> [Entries shown]
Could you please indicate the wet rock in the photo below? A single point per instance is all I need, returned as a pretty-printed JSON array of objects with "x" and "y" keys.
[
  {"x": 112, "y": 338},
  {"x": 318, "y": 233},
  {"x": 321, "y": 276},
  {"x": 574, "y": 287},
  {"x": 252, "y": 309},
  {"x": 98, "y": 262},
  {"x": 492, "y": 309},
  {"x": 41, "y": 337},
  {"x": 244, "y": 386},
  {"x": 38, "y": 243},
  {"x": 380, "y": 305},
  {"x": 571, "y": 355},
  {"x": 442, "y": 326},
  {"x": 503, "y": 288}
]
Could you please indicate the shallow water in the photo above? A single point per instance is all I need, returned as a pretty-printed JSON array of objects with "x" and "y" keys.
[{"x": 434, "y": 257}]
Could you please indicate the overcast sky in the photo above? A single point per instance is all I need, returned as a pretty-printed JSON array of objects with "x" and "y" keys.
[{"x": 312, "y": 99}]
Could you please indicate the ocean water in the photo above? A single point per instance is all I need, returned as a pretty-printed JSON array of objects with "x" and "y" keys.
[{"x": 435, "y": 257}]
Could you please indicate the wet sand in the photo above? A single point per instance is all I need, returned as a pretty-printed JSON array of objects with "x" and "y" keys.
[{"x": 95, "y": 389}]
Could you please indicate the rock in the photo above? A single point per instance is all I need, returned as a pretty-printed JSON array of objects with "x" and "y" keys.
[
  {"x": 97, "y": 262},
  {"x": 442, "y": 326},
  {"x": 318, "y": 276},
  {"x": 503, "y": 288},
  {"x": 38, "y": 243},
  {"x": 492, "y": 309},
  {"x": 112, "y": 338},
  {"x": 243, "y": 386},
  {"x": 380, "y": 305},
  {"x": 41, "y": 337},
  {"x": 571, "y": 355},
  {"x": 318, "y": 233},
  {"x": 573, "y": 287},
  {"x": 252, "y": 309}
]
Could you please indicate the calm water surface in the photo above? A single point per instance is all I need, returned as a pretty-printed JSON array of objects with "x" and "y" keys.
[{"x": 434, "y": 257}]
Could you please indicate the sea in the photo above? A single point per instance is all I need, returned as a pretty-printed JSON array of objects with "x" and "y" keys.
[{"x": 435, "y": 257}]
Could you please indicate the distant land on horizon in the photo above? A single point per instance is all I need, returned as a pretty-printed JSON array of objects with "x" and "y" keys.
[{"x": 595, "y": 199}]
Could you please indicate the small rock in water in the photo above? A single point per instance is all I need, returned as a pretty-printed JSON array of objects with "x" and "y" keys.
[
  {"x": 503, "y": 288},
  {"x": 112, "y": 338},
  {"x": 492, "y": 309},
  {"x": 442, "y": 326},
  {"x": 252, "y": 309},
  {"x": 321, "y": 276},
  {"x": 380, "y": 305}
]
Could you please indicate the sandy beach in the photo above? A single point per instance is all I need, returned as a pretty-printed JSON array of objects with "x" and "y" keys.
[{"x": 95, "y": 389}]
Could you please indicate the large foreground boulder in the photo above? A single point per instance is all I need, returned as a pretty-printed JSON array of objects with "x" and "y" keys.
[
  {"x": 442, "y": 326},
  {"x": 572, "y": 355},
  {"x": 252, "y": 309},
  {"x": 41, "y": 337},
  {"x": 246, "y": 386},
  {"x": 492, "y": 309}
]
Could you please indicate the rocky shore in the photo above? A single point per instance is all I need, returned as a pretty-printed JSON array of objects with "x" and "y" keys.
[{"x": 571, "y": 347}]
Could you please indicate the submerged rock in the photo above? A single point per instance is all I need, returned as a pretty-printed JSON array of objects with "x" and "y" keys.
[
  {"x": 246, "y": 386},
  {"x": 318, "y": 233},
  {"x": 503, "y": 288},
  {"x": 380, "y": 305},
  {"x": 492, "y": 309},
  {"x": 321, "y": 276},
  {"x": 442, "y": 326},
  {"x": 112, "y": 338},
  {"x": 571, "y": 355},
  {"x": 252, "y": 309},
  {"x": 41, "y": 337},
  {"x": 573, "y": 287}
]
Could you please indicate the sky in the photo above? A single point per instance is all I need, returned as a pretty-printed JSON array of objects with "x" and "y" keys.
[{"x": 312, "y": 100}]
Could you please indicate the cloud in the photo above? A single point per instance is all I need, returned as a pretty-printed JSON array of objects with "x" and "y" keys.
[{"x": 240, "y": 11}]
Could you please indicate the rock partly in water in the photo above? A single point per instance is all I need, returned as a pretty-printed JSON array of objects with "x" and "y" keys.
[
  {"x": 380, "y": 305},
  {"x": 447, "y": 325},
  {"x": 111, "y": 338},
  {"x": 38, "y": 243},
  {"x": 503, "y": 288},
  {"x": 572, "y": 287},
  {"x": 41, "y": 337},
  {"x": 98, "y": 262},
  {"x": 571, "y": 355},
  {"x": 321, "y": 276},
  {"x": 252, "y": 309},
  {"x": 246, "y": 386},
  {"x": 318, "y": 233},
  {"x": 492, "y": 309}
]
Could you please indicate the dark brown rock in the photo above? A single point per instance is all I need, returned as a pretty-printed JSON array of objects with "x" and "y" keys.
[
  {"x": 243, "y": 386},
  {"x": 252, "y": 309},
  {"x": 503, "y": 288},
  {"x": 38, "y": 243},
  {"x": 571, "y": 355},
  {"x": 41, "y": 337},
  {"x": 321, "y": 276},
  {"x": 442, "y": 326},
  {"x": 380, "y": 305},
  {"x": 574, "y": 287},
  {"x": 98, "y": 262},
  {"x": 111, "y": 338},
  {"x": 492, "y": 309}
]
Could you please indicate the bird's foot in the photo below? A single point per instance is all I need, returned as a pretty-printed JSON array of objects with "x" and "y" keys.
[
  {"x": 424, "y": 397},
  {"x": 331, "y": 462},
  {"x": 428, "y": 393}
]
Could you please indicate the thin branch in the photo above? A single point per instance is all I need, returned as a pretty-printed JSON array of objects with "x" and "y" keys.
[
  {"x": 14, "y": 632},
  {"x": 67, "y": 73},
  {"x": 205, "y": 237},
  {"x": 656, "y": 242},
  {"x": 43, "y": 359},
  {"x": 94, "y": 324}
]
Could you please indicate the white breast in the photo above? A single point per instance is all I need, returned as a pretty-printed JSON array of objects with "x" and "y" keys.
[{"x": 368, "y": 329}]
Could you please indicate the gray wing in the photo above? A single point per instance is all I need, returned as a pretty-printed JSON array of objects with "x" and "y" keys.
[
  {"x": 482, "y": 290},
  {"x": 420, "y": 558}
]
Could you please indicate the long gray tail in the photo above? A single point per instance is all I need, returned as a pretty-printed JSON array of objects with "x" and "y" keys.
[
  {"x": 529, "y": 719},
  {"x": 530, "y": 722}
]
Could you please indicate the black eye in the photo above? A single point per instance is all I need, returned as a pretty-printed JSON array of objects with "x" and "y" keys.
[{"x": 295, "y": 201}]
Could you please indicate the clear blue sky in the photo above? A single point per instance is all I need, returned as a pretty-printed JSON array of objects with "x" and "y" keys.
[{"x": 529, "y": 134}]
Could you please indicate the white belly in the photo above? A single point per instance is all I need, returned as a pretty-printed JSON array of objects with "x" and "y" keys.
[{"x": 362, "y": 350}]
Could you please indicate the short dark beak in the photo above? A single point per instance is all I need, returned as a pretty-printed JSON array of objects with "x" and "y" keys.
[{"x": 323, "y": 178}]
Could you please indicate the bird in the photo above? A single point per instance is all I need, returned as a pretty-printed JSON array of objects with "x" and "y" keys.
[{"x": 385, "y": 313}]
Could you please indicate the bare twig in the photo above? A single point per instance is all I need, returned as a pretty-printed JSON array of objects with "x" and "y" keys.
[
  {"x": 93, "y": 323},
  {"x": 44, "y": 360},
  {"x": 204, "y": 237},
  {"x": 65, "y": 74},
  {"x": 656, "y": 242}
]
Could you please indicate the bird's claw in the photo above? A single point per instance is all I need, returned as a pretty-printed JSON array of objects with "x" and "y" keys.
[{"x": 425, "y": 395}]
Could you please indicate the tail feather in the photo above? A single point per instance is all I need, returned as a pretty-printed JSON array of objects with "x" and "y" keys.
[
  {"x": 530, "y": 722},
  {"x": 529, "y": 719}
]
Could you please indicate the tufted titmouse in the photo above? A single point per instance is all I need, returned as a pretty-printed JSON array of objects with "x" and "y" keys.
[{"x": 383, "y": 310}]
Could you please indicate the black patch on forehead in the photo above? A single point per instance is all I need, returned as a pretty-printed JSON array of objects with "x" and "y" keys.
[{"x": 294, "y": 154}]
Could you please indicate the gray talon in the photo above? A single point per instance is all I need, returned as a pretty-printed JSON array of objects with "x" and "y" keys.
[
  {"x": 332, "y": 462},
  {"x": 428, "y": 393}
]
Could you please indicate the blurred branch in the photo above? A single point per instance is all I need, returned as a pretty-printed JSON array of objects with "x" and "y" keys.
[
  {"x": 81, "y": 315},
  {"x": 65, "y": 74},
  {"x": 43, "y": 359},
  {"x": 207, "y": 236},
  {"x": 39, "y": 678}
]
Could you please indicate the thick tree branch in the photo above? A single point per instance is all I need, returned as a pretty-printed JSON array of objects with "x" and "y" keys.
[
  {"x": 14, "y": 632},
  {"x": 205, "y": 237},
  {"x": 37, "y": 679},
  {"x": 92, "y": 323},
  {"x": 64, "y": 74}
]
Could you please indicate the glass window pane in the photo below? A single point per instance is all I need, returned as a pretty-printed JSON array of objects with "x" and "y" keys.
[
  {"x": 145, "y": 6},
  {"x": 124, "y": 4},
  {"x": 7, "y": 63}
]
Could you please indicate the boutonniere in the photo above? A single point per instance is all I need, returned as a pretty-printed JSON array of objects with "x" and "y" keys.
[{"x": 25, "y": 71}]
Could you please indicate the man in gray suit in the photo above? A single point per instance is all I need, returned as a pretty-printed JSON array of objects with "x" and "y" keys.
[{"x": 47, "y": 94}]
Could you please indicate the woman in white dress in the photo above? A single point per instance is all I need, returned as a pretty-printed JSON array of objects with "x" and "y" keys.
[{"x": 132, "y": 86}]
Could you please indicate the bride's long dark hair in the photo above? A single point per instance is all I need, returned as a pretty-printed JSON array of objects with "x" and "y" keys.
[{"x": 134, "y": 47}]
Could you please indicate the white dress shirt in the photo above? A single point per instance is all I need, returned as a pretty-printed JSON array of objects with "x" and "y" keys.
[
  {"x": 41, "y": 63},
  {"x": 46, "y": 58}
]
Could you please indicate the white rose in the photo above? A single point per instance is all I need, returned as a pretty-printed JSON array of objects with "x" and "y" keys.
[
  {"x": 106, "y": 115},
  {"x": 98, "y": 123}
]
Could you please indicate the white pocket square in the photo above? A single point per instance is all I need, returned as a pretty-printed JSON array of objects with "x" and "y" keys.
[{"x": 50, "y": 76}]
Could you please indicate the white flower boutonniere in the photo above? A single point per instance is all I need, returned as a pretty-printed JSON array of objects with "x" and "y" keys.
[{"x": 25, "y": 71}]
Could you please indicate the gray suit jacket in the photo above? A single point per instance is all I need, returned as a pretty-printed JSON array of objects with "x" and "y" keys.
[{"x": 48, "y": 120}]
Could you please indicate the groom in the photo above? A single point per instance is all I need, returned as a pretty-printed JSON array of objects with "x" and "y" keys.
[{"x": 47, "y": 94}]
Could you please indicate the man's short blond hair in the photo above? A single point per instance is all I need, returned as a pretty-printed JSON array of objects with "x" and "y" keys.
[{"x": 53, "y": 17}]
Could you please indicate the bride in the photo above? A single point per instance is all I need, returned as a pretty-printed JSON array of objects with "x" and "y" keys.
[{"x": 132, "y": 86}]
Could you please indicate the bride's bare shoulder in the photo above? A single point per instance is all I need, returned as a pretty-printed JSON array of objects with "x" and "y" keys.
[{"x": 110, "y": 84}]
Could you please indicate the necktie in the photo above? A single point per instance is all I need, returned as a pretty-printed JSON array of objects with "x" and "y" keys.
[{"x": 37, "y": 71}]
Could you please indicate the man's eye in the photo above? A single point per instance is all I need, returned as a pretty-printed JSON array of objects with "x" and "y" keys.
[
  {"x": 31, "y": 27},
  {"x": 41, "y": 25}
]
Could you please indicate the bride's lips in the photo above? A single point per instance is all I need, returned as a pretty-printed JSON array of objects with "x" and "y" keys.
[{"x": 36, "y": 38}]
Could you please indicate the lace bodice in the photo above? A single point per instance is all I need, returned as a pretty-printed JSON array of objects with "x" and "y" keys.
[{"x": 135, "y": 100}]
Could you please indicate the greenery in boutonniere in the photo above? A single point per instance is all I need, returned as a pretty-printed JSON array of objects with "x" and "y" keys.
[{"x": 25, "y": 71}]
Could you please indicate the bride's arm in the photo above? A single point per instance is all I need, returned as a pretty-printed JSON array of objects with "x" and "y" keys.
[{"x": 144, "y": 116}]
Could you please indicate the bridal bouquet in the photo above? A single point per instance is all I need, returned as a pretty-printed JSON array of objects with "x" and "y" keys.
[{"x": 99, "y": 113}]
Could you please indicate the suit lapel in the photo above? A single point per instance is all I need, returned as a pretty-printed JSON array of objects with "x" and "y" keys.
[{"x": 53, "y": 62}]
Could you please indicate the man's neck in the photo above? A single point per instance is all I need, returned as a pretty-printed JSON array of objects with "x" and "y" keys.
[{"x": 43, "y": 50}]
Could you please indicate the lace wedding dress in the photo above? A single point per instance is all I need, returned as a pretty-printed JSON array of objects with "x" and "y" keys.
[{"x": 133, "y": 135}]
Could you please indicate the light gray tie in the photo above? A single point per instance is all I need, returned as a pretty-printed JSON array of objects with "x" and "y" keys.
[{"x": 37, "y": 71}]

> [Your goal] Lay out as a JSON list of strings every line from the one that contains "Could you please indicate the bride's arm" through the last line of the items above, one string per line, with blank lines left out.

> [Output]
[
  "Could you please indicate the bride's arm in the photo above? A single point per instance is all I need, returned as a pretty-printed JSON array of objects with \"x\" and \"y\" keys.",
  "[{\"x\": 144, \"y\": 116}]",
  "Could you please indicate the bridal bouquet in the photo above? A single point per instance is all I need, returned as a pretty-printed JSON array of objects with \"x\" and \"y\" keys.",
  "[{\"x\": 99, \"y\": 113}]",
  "Could you please indicate the suit lapel in the photo above? A single point per instance is all I need, returned as a pretty-printed JSON array of objects with \"x\" and \"y\" keys.",
  "[{\"x\": 53, \"y\": 62}]",
  "Could you please indicate the man's neck in the photo above? A single point per instance is all I need, returned as a pretty-printed JSON array of objects with \"x\" and \"y\" keys.",
  "[{\"x\": 43, \"y\": 50}]",
  "Could you please indicate the lace wedding dress in the photo above? A single point per instance is all I need, returned as a pretty-printed JSON array of objects with \"x\" and \"y\" keys.",
  "[{\"x\": 133, \"y\": 135}]",
  "Could you please indicate the light gray tie in the photo above? A single point per instance is all I need, returned as a pretty-printed JSON array of objects with \"x\" and \"y\" keys.",
  "[{\"x\": 37, \"y\": 71}]"
]